> _Action item_:
Pull every line that holds the word "floor" from the entries.

> _Supplied information_:
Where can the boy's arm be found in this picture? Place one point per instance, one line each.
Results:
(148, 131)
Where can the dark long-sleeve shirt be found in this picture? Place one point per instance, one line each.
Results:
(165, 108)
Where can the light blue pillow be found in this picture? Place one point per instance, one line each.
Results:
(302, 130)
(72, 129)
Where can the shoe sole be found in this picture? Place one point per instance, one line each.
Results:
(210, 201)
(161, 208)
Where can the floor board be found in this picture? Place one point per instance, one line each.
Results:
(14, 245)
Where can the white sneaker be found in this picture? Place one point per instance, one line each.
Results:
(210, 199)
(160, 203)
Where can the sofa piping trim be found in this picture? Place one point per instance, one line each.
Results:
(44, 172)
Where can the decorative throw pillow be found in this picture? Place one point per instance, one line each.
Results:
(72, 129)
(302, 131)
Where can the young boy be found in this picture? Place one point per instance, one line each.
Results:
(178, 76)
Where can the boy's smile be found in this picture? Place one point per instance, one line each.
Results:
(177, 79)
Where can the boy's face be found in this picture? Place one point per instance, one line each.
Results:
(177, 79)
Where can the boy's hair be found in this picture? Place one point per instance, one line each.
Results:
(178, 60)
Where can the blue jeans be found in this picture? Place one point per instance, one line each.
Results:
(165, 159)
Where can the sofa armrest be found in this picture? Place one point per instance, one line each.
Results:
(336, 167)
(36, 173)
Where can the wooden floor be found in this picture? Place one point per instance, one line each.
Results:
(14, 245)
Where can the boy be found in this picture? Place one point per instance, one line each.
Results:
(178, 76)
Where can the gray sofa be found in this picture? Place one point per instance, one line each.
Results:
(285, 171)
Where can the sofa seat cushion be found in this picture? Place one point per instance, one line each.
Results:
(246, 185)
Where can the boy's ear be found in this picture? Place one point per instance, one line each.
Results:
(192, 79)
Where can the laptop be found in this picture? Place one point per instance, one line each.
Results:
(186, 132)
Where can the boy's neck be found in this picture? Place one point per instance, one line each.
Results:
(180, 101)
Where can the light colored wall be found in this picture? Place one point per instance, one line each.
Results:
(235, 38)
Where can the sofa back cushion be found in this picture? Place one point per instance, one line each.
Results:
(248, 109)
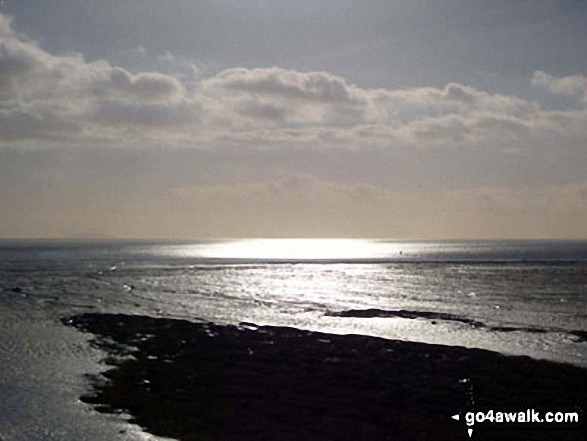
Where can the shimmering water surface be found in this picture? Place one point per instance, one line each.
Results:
(529, 296)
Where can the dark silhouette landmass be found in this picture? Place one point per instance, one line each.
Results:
(201, 381)
(382, 313)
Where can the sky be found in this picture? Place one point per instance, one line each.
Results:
(305, 118)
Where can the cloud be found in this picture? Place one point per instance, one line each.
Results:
(310, 86)
(48, 99)
(570, 85)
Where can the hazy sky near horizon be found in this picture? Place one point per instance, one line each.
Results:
(258, 118)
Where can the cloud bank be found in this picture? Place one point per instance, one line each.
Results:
(48, 99)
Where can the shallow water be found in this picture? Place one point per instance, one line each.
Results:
(535, 289)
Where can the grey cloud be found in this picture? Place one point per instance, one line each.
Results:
(263, 111)
(570, 85)
(147, 86)
(120, 113)
(17, 125)
(313, 86)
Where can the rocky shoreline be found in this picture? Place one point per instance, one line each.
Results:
(201, 381)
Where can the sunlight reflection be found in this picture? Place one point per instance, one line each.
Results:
(299, 249)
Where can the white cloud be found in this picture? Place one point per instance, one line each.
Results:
(50, 99)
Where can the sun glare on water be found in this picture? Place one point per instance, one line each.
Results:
(297, 249)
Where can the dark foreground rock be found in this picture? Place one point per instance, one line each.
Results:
(197, 381)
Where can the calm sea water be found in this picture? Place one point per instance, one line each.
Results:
(516, 297)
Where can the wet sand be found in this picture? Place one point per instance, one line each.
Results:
(201, 381)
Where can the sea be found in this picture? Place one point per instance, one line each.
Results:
(517, 297)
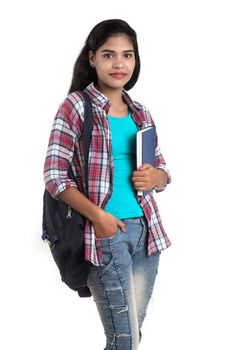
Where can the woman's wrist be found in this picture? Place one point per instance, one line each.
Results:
(161, 179)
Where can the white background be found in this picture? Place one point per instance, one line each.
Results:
(187, 81)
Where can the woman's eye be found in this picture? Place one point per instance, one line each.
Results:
(108, 55)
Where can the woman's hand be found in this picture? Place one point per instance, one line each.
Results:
(106, 225)
(148, 177)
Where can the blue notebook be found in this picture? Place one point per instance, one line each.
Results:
(145, 148)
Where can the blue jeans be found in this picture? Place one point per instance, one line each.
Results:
(123, 285)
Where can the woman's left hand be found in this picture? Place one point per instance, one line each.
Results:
(148, 177)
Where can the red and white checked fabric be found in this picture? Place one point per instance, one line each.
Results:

> _Answer to this exercise_:
Where can the floor board be found in this picture? Place one point per instance, one line each.
Where can the wooden floor be found in this picture? Place one point per instance, one line each.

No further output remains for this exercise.